* DATASET EXCERPTS:

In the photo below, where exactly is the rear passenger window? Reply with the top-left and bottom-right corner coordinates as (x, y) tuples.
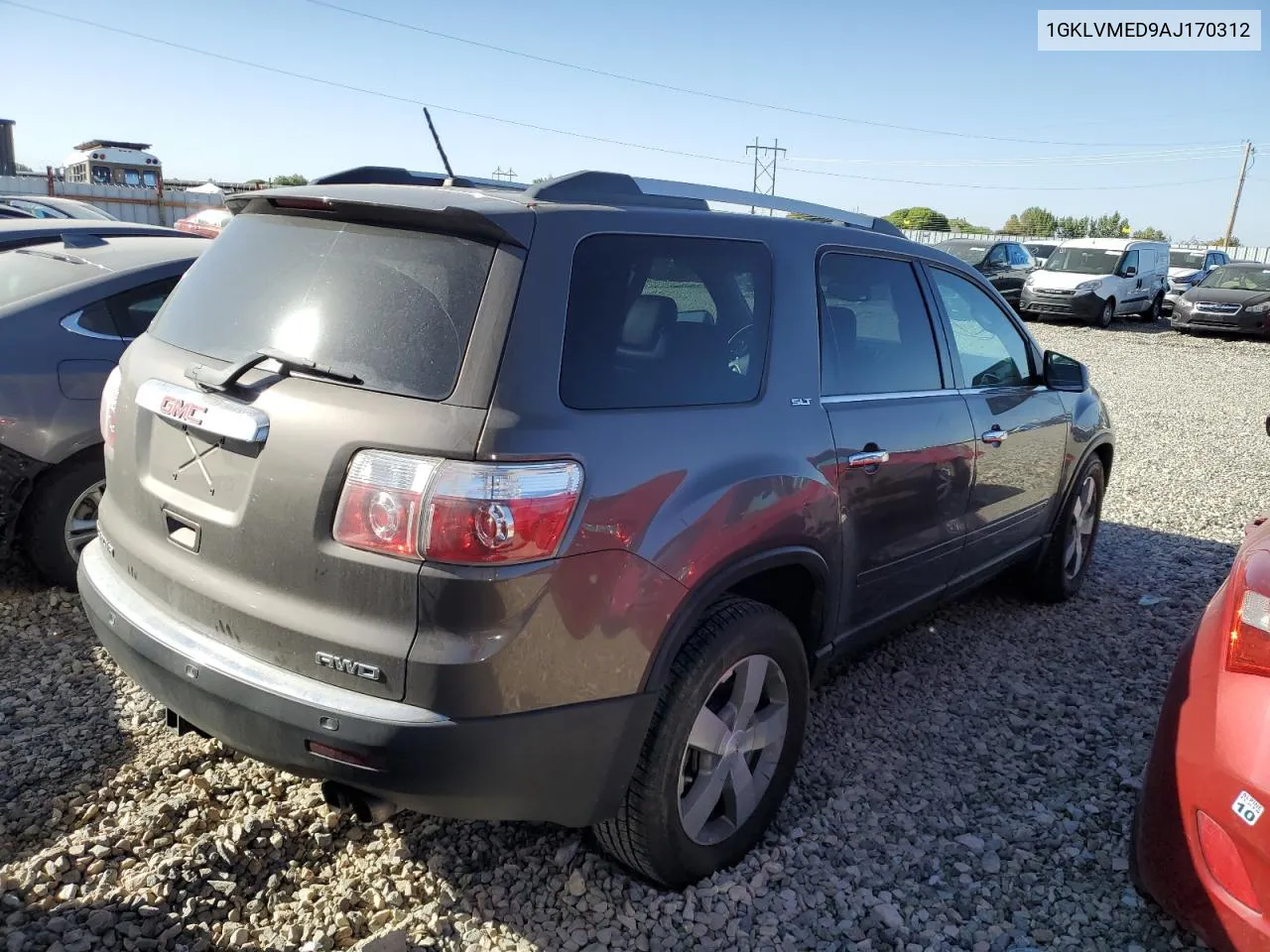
(820, 254), (943, 396)
(75, 300), (119, 337)
(107, 278), (178, 340)
(931, 268), (1033, 387)
(560, 235), (772, 410)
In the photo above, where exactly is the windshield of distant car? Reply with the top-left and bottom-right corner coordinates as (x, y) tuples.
(1045, 248), (1120, 274)
(1199, 266), (1270, 291)
(0, 249), (100, 307)
(936, 241), (992, 264)
(1169, 250), (1207, 271)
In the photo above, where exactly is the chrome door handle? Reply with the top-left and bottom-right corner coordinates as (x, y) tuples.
(847, 449), (890, 470)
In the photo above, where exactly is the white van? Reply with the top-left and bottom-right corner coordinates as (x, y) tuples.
(1019, 239), (1169, 327)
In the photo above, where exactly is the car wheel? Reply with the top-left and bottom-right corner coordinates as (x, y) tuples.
(1031, 454), (1106, 602)
(594, 598), (811, 889)
(1142, 295), (1165, 322)
(23, 454), (105, 591)
(1093, 298), (1115, 327)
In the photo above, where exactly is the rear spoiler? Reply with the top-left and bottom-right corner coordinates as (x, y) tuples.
(225, 186), (534, 248)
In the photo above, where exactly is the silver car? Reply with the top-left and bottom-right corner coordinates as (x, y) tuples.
(0, 232), (210, 588)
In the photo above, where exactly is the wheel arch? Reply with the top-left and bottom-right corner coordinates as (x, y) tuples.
(1049, 434), (1115, 538)
(640, 545), (838, 692)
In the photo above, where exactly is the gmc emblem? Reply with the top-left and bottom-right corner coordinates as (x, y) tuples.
(159, 395), (207, 426)
(314, 652), (380, 680)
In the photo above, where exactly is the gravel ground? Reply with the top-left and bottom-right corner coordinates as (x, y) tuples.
(0, 325), (1270, 952)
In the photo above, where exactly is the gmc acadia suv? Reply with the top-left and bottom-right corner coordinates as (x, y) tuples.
(78, 168), (1112, 888)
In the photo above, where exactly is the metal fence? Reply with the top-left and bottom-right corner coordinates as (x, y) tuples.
(904, 228), (1270, 269)
(0, 176), (225, 225)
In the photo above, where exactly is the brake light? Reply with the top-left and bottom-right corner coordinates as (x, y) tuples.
(334, 449), (581, 565)
(425, 462), (581, 563)
(1225, 552), (1270, 675)
(96, 366), (123, 459)
(334, 449), (440, 558)
(1195, 810), (1261, 912)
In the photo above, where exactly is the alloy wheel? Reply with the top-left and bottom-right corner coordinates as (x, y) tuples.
(680, 654), (789, 847)
(1063, 476), (1098, 581)
(63, 480), (105, 562)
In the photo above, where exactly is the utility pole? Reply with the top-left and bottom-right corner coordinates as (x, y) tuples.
(1221, 141), (1252, 248)
(745, 137), (785, 214)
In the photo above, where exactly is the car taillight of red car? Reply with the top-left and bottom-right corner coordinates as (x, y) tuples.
(1225, 551), (1270, 675)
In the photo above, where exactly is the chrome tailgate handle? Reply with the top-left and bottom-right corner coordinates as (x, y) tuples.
(847, 449), (890, 470)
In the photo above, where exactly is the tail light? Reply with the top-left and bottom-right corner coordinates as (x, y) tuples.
(1225, 552), (1270, 675)
(1195, 810), (1261, 912)
(96, 366), (122, 459)
(334, 449), (581, 565)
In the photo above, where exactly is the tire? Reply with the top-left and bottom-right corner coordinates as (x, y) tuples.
(1142, 295), (1165, 323)
(593, 597), (811, 889)
(1030, 453), (1106, 602)
(1093, 298), (1115, 327)
(23, 452), (105, 591)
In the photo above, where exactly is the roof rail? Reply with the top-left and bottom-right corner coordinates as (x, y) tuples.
(525, 172), (903, 237)
(309, 165), (528, 191)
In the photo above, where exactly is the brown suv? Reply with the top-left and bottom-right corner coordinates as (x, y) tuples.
(80, 169), (1112, 886)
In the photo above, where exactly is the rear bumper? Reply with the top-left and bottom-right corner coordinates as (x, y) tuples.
(1130, 608), (1270, 952)
(1019, 289), (1106, 321)
(1171, 307), (1270, 337)
(78, 539), (655, 826)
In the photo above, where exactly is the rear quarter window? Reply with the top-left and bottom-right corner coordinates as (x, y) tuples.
(560, 235), (772, 410)
(150, 214), (494, 400)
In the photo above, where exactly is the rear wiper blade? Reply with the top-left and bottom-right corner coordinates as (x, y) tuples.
(186, 348), (362, 390)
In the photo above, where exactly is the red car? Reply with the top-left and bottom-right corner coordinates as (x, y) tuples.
(1130, 417), (1270, 952)
(176, 208), (234, 237)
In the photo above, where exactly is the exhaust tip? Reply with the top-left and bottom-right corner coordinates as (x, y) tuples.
(321, 780), (400, 824)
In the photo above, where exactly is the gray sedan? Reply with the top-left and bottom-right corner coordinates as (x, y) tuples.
(0, 234), (210, 588)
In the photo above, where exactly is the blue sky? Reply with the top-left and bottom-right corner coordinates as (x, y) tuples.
(0, 0), (1270, 244)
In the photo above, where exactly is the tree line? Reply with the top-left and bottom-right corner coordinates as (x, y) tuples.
(886, 204), (1239, 245)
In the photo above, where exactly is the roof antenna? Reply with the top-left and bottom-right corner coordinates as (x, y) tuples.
(423, 107), (454, 185)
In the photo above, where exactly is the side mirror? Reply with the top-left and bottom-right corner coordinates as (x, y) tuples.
(1045, 350), (1089, 394)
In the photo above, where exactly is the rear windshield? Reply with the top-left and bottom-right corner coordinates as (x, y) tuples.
(1169, 251), (1207, 271)
(1199, 266), (1270, 291)
(1045, 245), (1124, 274)
(936, 241), (992, 264)
(0, 249), (105, 307)
(150, 214), (494, 400)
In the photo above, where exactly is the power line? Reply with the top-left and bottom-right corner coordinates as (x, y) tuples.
(308, 0), (1234, 147)
(786, 144), (1243, 168)
(0, 0), (1226, 191)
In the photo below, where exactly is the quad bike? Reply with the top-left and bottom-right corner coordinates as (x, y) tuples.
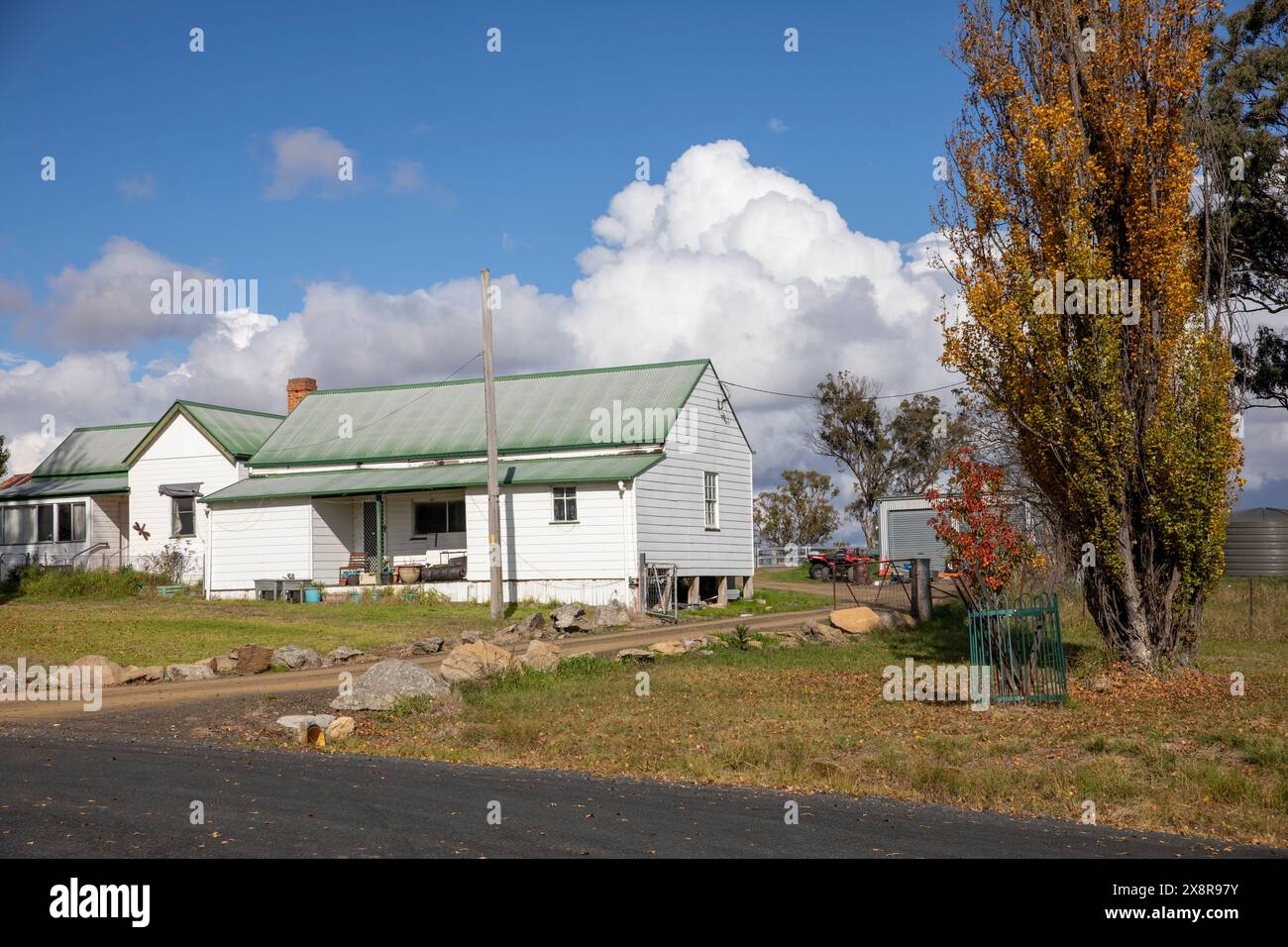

* EXERCISE INSTRUCTIONS:
Reproduce the part that opens with the line containing "In the photo above, where exactly is the car taillight" and closes with the line containing "(78, 539), (655, 826)", shifting every x and y coordinate up by 42 and keeping all other text unchanged.

* RESULT FOR THIS TASK:
In the photo above, where exactly is the car taillight of red car? Reply with the top-left and bottom-right corner coordinates as (x, y) tuples.
(1267, 593), (1312, 717)
In the photo above, where exactly is the chrome tailgate handle? Reply with the top-left and bottom-right corner coordinates as (x, y) tuples.
(889, 491), (932, 512)
In the photo above, where exactly is the tail light? Reply with the top-left and bottom-right corner coordinates as (x, y) tuples.
(1267, 594), (1312, 717)
(1237, 852), (1303, 954)
(138, 408), (164, 501)
(376, 491), (623, 607)
In the photo above, where exactly is the tire? Reply with the top-left and bottom-right corner coordinates as (x, y) tuples.
(1184, 337), (1207, 365)
(635, 639), (853, 931)
(1072, 495), (1148, 644)
(1135, 340), (1157, 369)
(65, 494), (147, 633)
In the photo above, where exactly is the roof rail? Reply with the top-left and bottom-right corner coordinates as (x, y) tuples.
(567, 214), (945, 279)
(351, 207), (570, 233)
In the photo above, where exactly is the brown suv? Reply with the top-left and bottom-right corner coordinates as (x, y) tuples.
(122, 211), (1154, 928)
In the photo above, where exactly is the rear bumper? Reply with the top-left and bottom-right corner coordinates as (x, y) tuples.
(1172, 650), (1312, 994)
(1061, 331), (1148, 363)
(1213, 349), (1312, 379)
(120, 581), (697, 868)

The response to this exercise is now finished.